▶ **Stated task**
Scale the data from its first line up to and including the line with "xmin=20 ymin=422 xmax=652 ymax=477". Reproduce every line in that span, multiplying each bounding-box coordinate by 1.1 and rounding to the nearest whole number with halves rounded up, and leave all other text unchanged.
# START OF Entries provided
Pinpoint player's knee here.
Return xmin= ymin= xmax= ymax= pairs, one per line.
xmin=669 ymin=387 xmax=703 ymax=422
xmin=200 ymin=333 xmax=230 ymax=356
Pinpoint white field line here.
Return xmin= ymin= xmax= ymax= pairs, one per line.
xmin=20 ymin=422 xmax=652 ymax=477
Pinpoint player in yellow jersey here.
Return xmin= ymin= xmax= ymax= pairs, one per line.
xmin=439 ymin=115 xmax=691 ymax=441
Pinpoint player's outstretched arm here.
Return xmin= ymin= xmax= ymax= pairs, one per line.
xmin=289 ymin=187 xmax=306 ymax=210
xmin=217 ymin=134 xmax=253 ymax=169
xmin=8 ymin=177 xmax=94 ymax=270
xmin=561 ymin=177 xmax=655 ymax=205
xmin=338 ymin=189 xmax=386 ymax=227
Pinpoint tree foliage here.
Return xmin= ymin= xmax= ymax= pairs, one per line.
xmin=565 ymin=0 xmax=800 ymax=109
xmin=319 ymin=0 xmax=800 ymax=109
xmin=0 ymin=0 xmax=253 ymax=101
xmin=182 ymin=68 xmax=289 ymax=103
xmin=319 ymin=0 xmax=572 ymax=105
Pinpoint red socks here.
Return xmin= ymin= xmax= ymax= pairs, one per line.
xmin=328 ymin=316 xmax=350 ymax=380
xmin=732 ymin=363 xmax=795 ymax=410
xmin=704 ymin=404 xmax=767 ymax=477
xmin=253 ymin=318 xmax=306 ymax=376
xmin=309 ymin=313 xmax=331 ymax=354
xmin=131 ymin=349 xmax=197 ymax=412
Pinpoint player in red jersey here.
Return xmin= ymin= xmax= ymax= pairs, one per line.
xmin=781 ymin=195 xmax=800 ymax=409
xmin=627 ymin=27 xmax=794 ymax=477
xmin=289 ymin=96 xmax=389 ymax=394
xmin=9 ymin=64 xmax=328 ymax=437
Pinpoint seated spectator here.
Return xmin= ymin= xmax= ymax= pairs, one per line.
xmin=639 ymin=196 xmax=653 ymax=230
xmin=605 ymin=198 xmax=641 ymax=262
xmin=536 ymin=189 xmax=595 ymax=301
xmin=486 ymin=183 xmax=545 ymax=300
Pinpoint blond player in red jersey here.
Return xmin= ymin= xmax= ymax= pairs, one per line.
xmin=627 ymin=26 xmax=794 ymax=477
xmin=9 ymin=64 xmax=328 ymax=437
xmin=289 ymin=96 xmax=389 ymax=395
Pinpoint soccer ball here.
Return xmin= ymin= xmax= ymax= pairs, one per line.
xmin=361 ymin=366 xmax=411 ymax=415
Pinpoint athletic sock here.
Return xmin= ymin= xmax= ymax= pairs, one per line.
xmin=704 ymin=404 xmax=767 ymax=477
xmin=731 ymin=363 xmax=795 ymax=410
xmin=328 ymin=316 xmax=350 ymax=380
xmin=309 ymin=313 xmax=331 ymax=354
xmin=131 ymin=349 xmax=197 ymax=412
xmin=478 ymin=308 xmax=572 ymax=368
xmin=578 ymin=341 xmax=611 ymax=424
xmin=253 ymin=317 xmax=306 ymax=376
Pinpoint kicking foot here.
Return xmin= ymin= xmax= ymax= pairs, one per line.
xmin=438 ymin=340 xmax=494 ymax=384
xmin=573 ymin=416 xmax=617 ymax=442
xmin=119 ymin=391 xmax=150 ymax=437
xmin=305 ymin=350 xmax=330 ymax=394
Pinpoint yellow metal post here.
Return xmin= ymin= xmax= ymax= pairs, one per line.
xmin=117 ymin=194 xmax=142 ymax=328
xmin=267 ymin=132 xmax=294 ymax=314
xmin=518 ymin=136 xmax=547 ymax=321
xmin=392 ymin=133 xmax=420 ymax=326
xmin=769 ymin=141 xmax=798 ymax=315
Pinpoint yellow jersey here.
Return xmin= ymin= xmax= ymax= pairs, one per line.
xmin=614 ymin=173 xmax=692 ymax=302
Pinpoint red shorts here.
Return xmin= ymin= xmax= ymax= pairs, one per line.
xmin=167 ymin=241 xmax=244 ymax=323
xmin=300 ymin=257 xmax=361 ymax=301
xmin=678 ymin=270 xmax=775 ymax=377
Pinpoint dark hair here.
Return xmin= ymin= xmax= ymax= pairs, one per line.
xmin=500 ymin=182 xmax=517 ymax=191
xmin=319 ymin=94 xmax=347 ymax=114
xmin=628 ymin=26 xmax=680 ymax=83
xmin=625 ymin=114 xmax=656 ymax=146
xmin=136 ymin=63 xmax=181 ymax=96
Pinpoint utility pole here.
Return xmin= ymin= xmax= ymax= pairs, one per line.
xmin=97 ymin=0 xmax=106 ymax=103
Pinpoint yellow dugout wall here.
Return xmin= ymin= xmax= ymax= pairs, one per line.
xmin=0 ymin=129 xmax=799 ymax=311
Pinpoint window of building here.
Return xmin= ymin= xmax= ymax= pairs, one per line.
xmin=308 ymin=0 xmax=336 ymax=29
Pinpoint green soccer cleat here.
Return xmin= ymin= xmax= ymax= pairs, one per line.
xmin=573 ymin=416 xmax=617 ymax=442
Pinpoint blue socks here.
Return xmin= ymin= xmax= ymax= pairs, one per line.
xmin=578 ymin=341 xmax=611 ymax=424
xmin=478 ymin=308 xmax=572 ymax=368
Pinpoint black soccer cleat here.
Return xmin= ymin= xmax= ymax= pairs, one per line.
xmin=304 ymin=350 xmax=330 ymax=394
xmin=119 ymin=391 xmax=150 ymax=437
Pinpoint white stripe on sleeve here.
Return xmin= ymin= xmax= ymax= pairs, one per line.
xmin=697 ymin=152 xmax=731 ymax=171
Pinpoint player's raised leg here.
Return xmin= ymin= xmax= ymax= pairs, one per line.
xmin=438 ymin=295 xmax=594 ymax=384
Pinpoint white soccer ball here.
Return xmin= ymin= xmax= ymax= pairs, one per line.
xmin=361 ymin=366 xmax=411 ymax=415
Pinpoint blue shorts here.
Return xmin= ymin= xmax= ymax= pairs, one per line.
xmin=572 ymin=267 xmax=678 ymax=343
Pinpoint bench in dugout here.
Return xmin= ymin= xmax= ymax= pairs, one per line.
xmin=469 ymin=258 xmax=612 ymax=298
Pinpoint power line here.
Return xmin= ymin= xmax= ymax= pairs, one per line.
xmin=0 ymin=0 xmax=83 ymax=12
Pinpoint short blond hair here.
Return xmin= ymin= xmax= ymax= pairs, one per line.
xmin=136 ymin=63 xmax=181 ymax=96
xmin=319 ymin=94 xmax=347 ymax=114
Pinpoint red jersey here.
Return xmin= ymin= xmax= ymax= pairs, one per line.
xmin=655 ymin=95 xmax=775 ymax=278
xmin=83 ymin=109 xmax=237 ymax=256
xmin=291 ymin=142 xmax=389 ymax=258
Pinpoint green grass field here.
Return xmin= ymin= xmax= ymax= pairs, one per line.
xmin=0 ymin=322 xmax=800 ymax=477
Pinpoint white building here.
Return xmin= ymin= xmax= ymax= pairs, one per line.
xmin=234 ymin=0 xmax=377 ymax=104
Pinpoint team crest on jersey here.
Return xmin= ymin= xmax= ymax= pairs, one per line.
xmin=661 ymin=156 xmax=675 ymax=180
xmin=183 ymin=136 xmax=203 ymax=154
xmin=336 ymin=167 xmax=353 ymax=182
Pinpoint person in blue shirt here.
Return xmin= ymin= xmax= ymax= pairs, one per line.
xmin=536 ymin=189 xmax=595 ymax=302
# END OF Entries provided
▶ **Answer to this exercise**
Pinpoint player's knee here.
Return xmin= ymin= xmax= ymax= pairs, one per line.
xmin=736 ymin=426 xmax=773 ymax=464
xmin=220 ymin=366 xmax=253 ymax=392
Pinpoint white field line here.
Return xmin= ymin= xmax= ymax= pairs, one per line.
xmin=22 ymin=464 xmax=717 ymax=525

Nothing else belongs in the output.